REQUIREMENT
Tally the lines in the rows below that contain the string "blurred" and give only that number.

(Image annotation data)

# # # # # # #

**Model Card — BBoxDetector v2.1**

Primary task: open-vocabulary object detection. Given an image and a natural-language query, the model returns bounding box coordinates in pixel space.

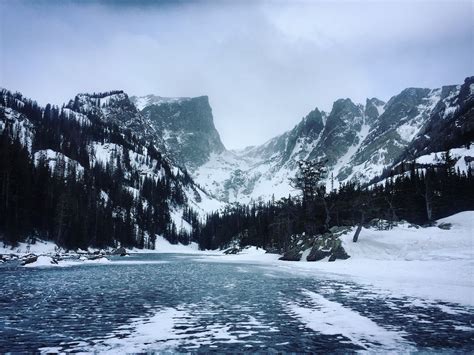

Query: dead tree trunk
[352,212,365,243]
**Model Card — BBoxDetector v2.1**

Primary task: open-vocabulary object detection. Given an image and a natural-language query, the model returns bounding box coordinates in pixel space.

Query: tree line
[0,90,199,249]
[195,155,474,252]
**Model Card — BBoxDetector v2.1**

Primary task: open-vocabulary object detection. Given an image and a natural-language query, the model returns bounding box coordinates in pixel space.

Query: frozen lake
[0,254,474,353]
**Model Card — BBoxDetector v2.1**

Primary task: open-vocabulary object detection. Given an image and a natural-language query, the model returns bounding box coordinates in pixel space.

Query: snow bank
[24,255,59,267]
[130,236,209,254]
[0,240,57,255]
[200,211,474,306]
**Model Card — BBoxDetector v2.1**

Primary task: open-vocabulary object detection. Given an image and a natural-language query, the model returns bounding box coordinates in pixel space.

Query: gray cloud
[0,0,474,148]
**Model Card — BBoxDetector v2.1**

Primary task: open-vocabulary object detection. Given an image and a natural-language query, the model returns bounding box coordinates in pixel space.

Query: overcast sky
[0,0,474,148]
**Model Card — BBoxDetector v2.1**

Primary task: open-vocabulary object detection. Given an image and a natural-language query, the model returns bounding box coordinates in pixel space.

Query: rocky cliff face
[69,77,474,203]
[132,95,225,171]
[193,77,474,202]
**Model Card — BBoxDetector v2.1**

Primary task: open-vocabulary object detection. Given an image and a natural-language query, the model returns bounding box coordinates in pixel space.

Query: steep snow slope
[192,77,474,203]
[201,211,474,306]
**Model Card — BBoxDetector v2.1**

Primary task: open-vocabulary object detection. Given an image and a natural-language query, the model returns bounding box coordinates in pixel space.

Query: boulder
[224,247,242,255]
[306,247,330,261]
[279,248,302,261]
[438,223,453,230]
[21,254,38,266]
[328,245,350,261]
[112,247,127,256]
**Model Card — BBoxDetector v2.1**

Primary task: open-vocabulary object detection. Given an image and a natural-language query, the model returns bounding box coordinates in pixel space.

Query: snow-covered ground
[130,236,205,254]
[0,211,474,306]
[196,211,474,306]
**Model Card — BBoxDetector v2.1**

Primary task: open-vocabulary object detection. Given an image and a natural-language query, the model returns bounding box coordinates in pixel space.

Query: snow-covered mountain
[131,95,225,171]
[0,89,224,249]
[192,77,474,203]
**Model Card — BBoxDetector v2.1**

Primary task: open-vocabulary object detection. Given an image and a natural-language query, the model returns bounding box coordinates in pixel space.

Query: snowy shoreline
[0,211,474,306]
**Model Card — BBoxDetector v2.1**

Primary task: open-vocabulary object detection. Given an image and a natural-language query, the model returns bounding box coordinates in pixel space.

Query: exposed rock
[279,248,303,261]
[21,254,38,266]
[224,247,242,255]
[306,247,331,261]
[306,233,350,261]
[112,247,127,256]
[87,253,104,260]
[438,223,453,230]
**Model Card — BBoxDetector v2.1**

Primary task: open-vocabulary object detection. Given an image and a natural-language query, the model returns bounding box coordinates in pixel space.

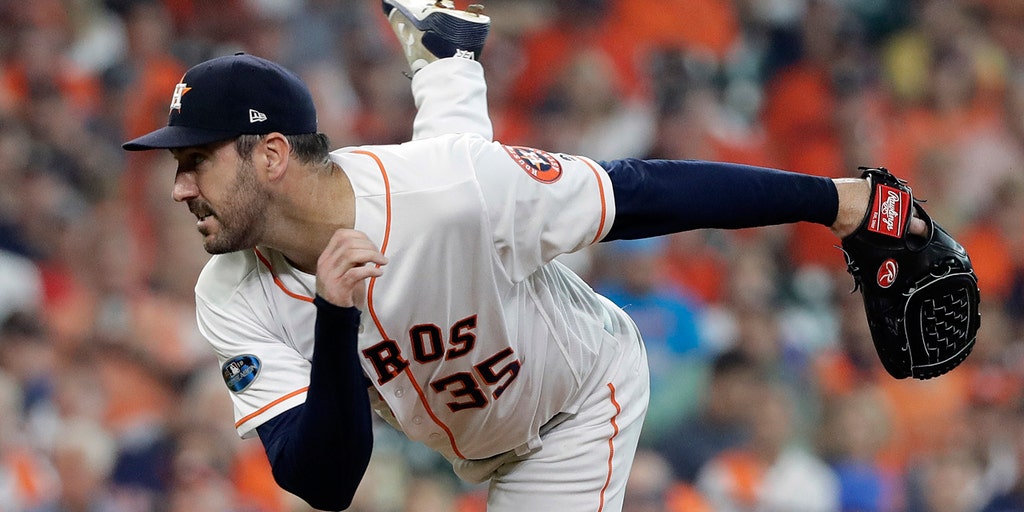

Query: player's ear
[261,132,292,181]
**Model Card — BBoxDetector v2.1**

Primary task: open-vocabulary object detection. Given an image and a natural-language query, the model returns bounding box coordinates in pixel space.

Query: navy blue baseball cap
[122,53,316,152]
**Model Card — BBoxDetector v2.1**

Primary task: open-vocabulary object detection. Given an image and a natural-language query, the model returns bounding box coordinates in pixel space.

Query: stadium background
[0,0,1024,512]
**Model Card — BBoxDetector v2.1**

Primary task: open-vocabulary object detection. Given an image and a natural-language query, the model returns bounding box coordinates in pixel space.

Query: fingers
[909,215,928,237]
[316,229,388,307]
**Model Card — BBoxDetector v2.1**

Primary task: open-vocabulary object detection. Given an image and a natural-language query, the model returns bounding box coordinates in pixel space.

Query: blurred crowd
[0,0,1024,512]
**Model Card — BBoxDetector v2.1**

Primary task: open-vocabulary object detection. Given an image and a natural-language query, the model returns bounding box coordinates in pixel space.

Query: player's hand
[316,229,388,308]
[829,178,928,239]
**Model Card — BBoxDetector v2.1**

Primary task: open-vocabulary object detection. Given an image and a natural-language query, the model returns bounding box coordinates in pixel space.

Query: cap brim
[121,126,239,152]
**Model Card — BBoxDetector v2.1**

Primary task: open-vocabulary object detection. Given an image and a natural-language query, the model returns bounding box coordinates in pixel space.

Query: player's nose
[171,172,199,203]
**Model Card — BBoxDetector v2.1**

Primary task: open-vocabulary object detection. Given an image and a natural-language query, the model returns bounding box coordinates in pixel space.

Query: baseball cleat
[381,0,490,74]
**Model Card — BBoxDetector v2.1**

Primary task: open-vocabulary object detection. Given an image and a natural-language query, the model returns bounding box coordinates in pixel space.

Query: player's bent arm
[601,159,839,242]
[256,296,373,510]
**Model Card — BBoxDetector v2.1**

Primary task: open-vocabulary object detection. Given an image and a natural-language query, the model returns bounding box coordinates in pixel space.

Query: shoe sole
[381,0,490,32]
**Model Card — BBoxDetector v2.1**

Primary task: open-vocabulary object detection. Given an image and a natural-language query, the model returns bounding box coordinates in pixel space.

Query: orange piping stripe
[597,382,623,512]
[253,249,313,302]
[580,159,608,244]
[352,150,466,459]
[234,386,309,428]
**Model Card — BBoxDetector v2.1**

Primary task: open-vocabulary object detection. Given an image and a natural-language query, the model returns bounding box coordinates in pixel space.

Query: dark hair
[234,133,331,165]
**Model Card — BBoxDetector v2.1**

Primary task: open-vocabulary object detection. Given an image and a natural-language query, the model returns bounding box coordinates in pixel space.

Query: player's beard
[201,154,270,254]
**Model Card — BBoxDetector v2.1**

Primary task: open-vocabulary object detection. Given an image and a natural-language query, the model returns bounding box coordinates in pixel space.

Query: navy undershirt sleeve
[600,159,839,242]
[256,296,373,510]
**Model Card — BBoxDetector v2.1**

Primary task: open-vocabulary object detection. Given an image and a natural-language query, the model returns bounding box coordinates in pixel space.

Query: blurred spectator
[820,387,904,512]
[595,239,709,430]
[53,418,123,512]
[623,450,713,512]
[696,384,840,512]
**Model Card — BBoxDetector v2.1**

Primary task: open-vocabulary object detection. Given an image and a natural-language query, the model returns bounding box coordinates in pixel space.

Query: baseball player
[124,0,929,512]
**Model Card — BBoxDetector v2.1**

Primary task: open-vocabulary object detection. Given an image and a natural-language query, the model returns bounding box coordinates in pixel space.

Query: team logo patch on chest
[502,145,562,183]
[220,354,263,393]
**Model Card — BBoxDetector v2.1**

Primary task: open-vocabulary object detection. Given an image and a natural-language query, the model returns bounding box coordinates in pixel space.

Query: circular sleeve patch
[502,145,562,183]
[220,354,262,393]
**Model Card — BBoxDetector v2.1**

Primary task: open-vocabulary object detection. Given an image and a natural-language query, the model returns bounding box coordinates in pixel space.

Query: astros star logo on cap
[171,82,191,112]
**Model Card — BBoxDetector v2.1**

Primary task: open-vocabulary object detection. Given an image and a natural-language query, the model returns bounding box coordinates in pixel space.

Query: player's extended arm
[256,295,374,510]
[601,159,839,242]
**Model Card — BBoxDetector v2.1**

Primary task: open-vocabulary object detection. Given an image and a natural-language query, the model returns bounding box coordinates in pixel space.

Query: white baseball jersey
[197,129,631,459]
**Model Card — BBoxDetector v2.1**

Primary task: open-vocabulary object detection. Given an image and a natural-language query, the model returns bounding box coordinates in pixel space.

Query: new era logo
[249,109,266,123]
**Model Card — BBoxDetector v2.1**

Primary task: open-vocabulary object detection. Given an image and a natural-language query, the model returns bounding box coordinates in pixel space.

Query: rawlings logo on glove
[843,167,981,379]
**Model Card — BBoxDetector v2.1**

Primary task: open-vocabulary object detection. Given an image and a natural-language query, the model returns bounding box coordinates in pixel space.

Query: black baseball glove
[843,167,981,379]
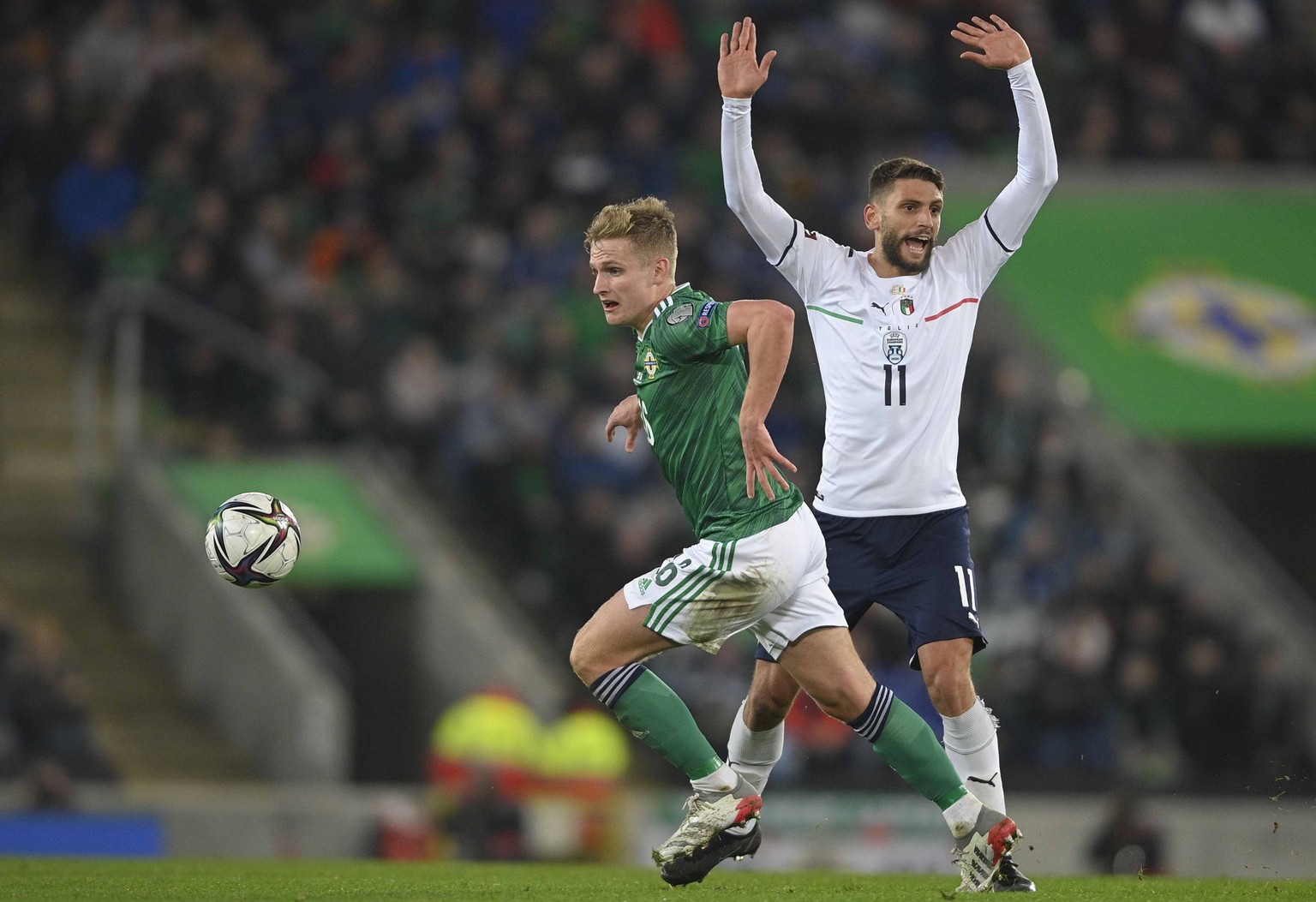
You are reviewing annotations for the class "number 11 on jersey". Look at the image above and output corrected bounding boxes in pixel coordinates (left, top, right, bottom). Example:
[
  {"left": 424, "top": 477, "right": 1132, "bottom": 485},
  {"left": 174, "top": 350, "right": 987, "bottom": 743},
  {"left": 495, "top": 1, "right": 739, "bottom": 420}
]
[{"left": 882, "top": 363, "right": 906, "bottom": 408}]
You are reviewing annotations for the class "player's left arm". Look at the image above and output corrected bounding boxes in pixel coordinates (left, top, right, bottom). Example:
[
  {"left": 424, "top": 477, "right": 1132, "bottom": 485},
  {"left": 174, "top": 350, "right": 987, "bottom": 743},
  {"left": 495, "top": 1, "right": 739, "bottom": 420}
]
[
  {"left": 727, "top": 302, "right": 795, "bottom": 499},
  {"left": 604, "top": 394, "right": 645, "bottom": 451},
  {"left": 950, "top": 15, "right": 1059, "bottom": 261}
]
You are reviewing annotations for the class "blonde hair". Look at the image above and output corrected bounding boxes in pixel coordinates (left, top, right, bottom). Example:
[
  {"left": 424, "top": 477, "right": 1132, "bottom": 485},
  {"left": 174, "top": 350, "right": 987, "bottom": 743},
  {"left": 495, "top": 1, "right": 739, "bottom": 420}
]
[{"left": 584, "top": 197, "right": 677, "bottom": 276}]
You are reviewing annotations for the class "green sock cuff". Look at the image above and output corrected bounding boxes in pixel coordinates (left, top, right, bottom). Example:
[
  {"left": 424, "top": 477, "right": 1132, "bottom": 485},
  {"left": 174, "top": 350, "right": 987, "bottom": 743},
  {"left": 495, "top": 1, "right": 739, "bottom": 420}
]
[
  {"left": 685, "top": 755, "right": 722, "bottom": 780},
  {"left": 612, "top": 669, "right": 722, "bottom": 780},
  {"left": 872, "top": 698, "right": 968, "bottom": 811}
]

# # # # # # #

SOLUTION TO THIS EXERCISE
2